Azure / azure-libraries-for-net

Azure libraries for .Net
MIT License
380 stars 192 forks source link

'TaskCanceledException' shouldn't be thrown unless caller canceled the task! #532

Open TimLovellSmith opened 5 years ago

TimLovellSmith commented 5 years ago

In version 1.15.1

Oh the dreaded TaskCanceledException! What I have seen so many times now is that I am trying to run a bunch of functional tests in parallel. They all try to use the SDK in parallel, and then they all blow up like this:

var caches = await manager.Redis.ListByResourceGroupAsync(resourceGroup.Name); return caches.Where(c => c.ProvisioningState.Equals("succeeded", StringComparison.OrdinalIgnoreCase) && options.Matches(c, defaultRegion));

Message: System.Threading.Tasks.TaskCanceledException : A task was canceled.

_The request_
Quote the part of the TaskCanceledException issue that begins with the words containing "Open TimLovellSmith opened" and ends with "task was canceled.". The records that follow were gathered from a separate source.

[Collected data]
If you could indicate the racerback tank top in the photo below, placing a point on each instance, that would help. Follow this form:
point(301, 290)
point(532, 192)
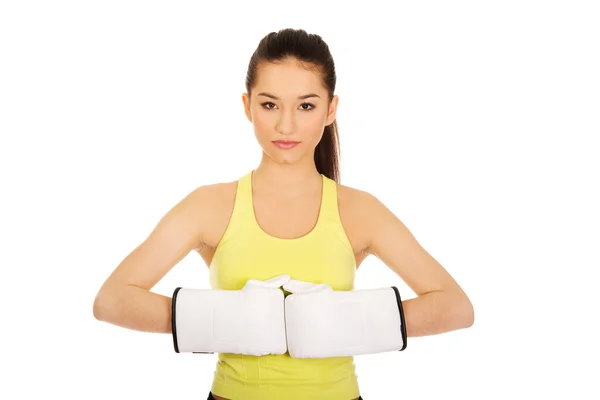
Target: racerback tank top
point(324, 255)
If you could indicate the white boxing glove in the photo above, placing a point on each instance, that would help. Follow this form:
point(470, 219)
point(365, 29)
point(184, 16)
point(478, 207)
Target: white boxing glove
point(249, 321)
point(322, 322)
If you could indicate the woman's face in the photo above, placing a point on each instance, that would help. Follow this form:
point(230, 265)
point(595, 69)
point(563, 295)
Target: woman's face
point(289, 104)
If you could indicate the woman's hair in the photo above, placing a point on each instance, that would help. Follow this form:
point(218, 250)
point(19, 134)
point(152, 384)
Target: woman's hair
point(311, 50)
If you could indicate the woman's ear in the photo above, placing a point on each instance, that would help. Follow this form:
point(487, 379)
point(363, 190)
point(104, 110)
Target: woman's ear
point(246, 101)
point(331, 113)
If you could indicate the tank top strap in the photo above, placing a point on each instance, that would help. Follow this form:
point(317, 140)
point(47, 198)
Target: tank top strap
point(243, 211)
point(329, 204)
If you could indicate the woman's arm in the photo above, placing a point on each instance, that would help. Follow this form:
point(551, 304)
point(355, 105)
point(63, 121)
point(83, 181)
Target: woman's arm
point(125, 298)
point(441, 305)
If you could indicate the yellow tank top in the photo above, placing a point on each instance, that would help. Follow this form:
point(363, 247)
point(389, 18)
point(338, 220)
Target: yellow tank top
point(324, 255)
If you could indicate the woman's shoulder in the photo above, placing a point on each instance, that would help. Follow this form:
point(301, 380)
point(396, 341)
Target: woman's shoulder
point(350, 197)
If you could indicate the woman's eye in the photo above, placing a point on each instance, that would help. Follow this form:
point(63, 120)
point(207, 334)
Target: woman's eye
point(310, 106)
point(304, 106)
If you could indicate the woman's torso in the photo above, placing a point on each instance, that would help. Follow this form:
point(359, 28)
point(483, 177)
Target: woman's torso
point(317, 236)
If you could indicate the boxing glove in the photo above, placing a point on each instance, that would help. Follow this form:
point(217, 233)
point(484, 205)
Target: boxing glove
point(249, 321)
point(322, 322)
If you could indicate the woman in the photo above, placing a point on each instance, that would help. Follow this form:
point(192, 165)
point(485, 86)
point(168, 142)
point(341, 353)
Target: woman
point(288, 216)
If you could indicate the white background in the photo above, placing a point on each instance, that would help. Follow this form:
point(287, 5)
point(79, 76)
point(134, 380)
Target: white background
point(476, 122)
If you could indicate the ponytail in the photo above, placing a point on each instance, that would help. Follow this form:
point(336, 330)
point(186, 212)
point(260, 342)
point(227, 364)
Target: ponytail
point(327, 153)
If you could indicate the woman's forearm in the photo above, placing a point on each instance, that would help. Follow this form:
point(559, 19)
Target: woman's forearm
point(134, 308)
point(437, 312)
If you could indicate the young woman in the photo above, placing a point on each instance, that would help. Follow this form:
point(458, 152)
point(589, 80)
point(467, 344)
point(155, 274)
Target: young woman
point(290, 215)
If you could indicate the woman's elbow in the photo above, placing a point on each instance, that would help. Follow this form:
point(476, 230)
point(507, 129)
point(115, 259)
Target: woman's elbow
point(103, 304)
point(466, 312)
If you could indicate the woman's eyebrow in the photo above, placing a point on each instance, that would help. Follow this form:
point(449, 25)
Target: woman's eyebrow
point(305, 96)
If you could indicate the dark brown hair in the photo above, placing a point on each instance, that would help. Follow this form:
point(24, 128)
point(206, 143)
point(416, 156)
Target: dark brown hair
point(312, 50)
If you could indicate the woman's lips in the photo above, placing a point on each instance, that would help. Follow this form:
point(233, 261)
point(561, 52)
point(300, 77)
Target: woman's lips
point(285, 144)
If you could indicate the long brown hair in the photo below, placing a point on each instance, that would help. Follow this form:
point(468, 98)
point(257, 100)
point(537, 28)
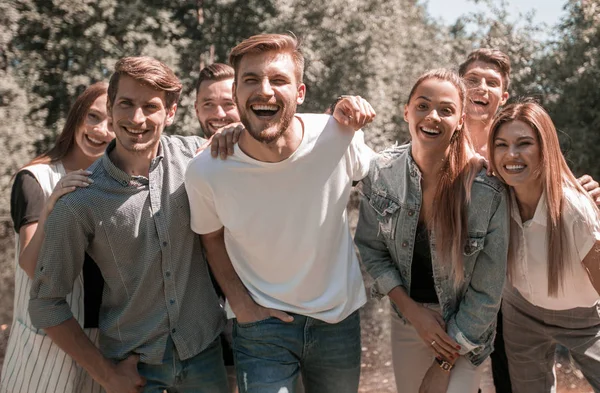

_Task solution_
Open TimLovellSmith opened 5 years ago

TimLovellSmith commented 5 years ago

In version 1.15.1

Oh the dreaded TaskCanceledException! What I have seen so many times now is that I am trying to run a bunch of functional tests in parallel. They all try to use the SDK in parallel, and then they all blow up like this:

var caches = await manager.Redis.ListByResourceGroupAsync(resourceGroup.Name); return caches.Where(c => c.ProvisioningState.Equals("succeeded", StringComparison.OrdinalIgnoreCase) && options.Matches(c, defaultRegion));

Message: System.Threading.Tasks.TaskCanceledException : A task was canceled.